AIM OF THE TASK: Omit the pictures from the entries below and retype everything else exactly.

RECORD EXTRACTS:
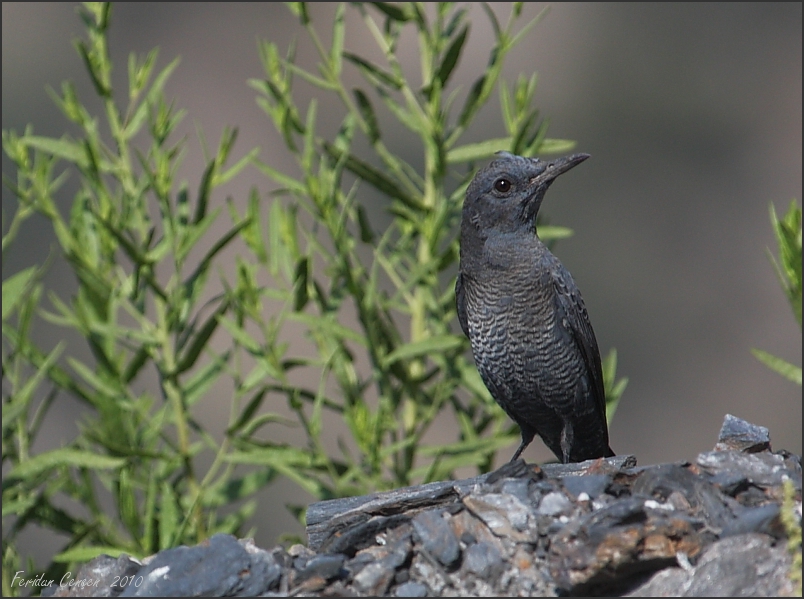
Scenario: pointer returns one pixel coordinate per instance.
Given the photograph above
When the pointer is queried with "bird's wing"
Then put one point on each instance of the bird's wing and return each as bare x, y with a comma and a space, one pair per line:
460, 304
571, 309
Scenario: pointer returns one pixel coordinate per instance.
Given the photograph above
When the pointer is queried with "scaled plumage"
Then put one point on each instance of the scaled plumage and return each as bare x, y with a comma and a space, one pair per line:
530, 333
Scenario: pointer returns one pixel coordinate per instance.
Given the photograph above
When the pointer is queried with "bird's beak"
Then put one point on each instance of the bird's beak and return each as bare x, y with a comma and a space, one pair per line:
558, 166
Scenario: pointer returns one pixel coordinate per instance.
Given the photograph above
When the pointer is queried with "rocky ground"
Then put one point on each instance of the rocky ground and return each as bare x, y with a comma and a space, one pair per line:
603, 527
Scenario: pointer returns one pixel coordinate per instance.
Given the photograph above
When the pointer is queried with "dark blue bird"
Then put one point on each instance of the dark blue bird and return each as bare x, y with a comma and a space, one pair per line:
530, 333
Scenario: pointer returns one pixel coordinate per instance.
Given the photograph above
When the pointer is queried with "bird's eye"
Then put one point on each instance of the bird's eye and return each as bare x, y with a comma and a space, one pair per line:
502, 185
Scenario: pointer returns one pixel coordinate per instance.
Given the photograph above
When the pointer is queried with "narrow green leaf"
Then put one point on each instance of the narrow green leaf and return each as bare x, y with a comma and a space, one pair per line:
84, 554
241, 336
14, 288
328, 326
374, 73
451, 57
300, 286
392, 11
199, 341
552, 232
286, 181
169, 517
150, 101
300, 10
73, 458
474, 101
555, 146
479, 150
366, 233
367, 112
374, 177
426, 347
238, 166
62, 148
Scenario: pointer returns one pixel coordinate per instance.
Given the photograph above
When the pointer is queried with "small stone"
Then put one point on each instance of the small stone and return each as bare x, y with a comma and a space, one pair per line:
436, 537
503, 514
324, 566
218, 567
411, 589
483, 559
374, 579
738, 435
554, 504
742, 566
591, 484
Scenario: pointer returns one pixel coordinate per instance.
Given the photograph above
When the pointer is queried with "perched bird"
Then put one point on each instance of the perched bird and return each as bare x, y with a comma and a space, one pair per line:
530, 333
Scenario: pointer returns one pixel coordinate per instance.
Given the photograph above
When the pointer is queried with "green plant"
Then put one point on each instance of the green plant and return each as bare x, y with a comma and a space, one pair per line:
792, 526
788, 269
142, 251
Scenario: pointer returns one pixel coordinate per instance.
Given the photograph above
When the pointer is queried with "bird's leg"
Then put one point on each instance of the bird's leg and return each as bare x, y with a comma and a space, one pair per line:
527, 437
566, 441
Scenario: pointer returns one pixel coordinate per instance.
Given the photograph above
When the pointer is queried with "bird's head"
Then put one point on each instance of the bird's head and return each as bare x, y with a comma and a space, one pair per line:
506, 195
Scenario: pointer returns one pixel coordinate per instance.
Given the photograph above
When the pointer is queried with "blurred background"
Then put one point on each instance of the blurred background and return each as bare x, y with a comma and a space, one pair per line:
692, 115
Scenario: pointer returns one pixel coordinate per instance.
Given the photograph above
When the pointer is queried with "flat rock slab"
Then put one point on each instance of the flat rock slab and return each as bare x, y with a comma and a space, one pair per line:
602, 527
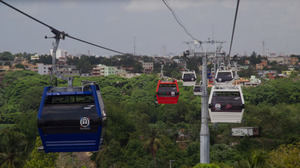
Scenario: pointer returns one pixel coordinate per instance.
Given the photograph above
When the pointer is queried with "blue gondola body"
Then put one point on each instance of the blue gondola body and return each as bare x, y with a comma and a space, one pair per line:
71, 127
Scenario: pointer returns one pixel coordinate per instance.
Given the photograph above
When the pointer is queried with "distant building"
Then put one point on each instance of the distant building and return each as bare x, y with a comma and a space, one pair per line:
148, 67
259, 67
294, 60
67, 70
279, 59
44, 69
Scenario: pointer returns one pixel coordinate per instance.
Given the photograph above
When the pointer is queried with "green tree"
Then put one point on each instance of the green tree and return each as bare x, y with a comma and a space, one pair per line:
286, 156
40, 159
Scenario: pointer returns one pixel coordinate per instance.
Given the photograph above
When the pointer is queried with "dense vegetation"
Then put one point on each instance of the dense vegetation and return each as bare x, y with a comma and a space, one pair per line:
141, 133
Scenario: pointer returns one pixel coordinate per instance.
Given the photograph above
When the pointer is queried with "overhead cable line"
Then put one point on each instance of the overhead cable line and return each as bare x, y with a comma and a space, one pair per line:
59, 33
178, 20
234, 23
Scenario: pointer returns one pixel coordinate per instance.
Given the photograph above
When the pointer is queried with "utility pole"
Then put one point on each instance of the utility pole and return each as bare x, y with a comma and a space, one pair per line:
204, 132
171, 163
134, 45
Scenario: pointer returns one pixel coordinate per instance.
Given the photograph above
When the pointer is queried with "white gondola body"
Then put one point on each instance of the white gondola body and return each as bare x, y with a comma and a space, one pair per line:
224, 76
189, 78
224, 109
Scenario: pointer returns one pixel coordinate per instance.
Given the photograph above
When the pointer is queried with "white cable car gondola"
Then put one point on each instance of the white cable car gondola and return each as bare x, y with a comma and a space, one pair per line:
189, 78
198, 90
223, 76
226, 104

RESULT FOR THIS EXERCISE:
Scenario: pointer returns one pixel coordinate per instance.
Given the photograph above
When the pointer is queried with "bird's wing"
Then put one point on each instance of the bird's wing and return each as bare x, y with a comma and a space, one pair per line:
460, 304
571, 309
Scenario: pointer returns one pixel coordinate per instance.
Given the photograph above
When the pointer is queried with "scaled plumage"
Then put one point on each instance of the scaled plumage and return each as bare x, y with a comma and a space, one pair per line:
530, 333
Scenario: pointer returns one pixel coordinate per instance.
Given the photograph above
When the pointer is queried with "bird's beak"
Then put one point on each instance of the bird's beak and return each as bare x, y with a comma and a space, one pair per line:
558, 166
Scenario: pointer returns one pixel coordinate per instance.
Given the photograph above
When the pointer is queried with "rocky ground"
Then put one point on each instance of the rocky ground and return each as bare x, y with a comma and a space, one pair per line:
603, 527
Scenario: pointer returns one pixel coordinate per instance.
Given the photograph above
When the pointer is queried with "dark blue bird"
Then put one point on each instance of the dark blue bird and return each as bare x, y with a comma and a space, one pair per line:
530, 333
Scenario: pointer returns one pixel coordinate per instance.
Given the photograph above
When the pointer is queried with "bird's eye"
Then put one point on each instance of the bird's eye and return each as bare x, y with a comma and a space, one pair per line:
502, 185
Scenario: pointer returns one pixel coordinate per instance.
Given the photograph above
When the pointer is queried with "narrow green leaf"
Then put one point on each instance of the narrow green leaf and return each as bare x, y with a comma and a space, one pair per line:
84, 554
241, 336
14, 288
328, 326
374, 73
451, 57
300, 286
392, 11
199, 341
552, 232
286, 181
169, 517
150, 101
300, 10
73, 458
474, 101
555, 146
479, 150
366, 233
367, 112
374, 177
426, 347
238, 166
62, 148
Scenario: pointer returns one pixel coordinate per instance.
Given the photograph above
When the pointer is queried with "small stone"
Then put one point on each instance of the small stone and return each as bare x, y with a comma and a space, one pair per line:
436, 537
503, 514
324, 566
218, 567
411, 589
483, 559
374, 579
738, 435
554, 504
742, 566
591, 484
Scenario: pointer returns one pixel coordinate per instance.
Given the photograph above
When the pointer is queried with "perched bird"
Then put one point on each instance of the perched bird and return each as bare x, y with a comma and a space, one pair per line:
530, 333
Scenario: pointer returns one pixel coordinate per instance.
Given the photograph above
When the pointer is queried with "green plant"
Then put one point on each instance of the green plant and return each as bare x, y with a comma and a space, one pair per line:
792, 526
788, 269
142, 251
Scenario: pointer returns one pixel coordinate per instance.
Given the photograph above
When the pointer is queried with "bird's leg"
Then put one point on each instance of the bird's leg and return each as bare x, y with a comma and a space, one pair per line:
527, 437
566, 441
Scenario: pointer returns one pixel coordinate per instance.
Given the photograph above
When the pointer is queried with "bird's head"
Then put one point on each instance of the bird's head and return each as bare x, y with a comma and a space, one pair per line:
506, 195
Scenario: pointer returns one pixel coordinate per instance.
Given the photograph above
When the pointer is queried with "blurred background"
Then put one point on each instance of the blurred background and return each as bare x, y with a comma and a space, one pair per line:
692, 115
Scenario: pointer returns one pixel coordinate per instance.
Given the photograph above
When the pointer is queried with "flat rock slab"
Then put one point on each instance of the flat rock slab and return each as bare x, y with a comma and a space, one pair per line:
602, 527
Scenario: pointer returns one pixel coordinate per instance.
Given the photograph above
When the pointer is queried with "blue gondola body"
Then put one point on each instance of the blue gondola body and return each as bare x, y with a comma and a space, one pair per line:
71, 127
Scenario: pointer returns one pixel coordinate per instance.
Given the photograph above
When the pointer is queried with "distant building"
Then put one point on each instance of the distant building and return each as bare x, y with a comma and a space, one pair per line:
148, 67
259, 67
294, 60
67, 70
279, 59
44, 69
Scenario: pointer returns one pixel coordinate per instance.
Given the photograph above
When the pointer is queried with "green tree"
Then put one point on each instance of the green tree and return each as bare x, y with a comma and a space, one pair per line:
286, 156
40, 159
Scenario: pointer returns one pixel coordinate per instance.
Given the photograph above
When the pointer is queried with "dense vegetation"
Then put one point on each instance of the dense vegetation and return each as bare x, y with a comma and a space, one pair per line:
141, 133
Scenario: pointer returns one pixel coordinate per instance.
Given the photograph above
When the pointer is queried with "overhead cable line"
Then put one point on each instance of the overhead cable line and return each as bare x, y with a comma and a space, one pair per line:
59, 33
178, 20
234, 23
Scenario: pointer returns one pixel coordinate per instance.
Given the photograph above
When the pointer is queried with "utility pole"
Then put one point on each instance of the utility pole and return each as bare x, y with a comma and a space, one pair per line:
204, 132
171, 163
134, 45
Scenario: pointer returns one pixel coordinate per instance.
Given the photograph above
When the pointer is queried with "white gondola body"
Then put one point on each instance of the white gondola body and return each as bare x, y with a comma and a space, one pair per line:
224, 76
189, 78
224, 109
Scenario: pointer returns one pixel coordinate per instance.
Given the photograph above
When the pointer is queried with "white cable car gondola"
Then put one point on each instance of the white cable car gondola and return each as bare x, y with a comma and a space, one pair per line:
189, 78
198, 90
223, 76
226, 104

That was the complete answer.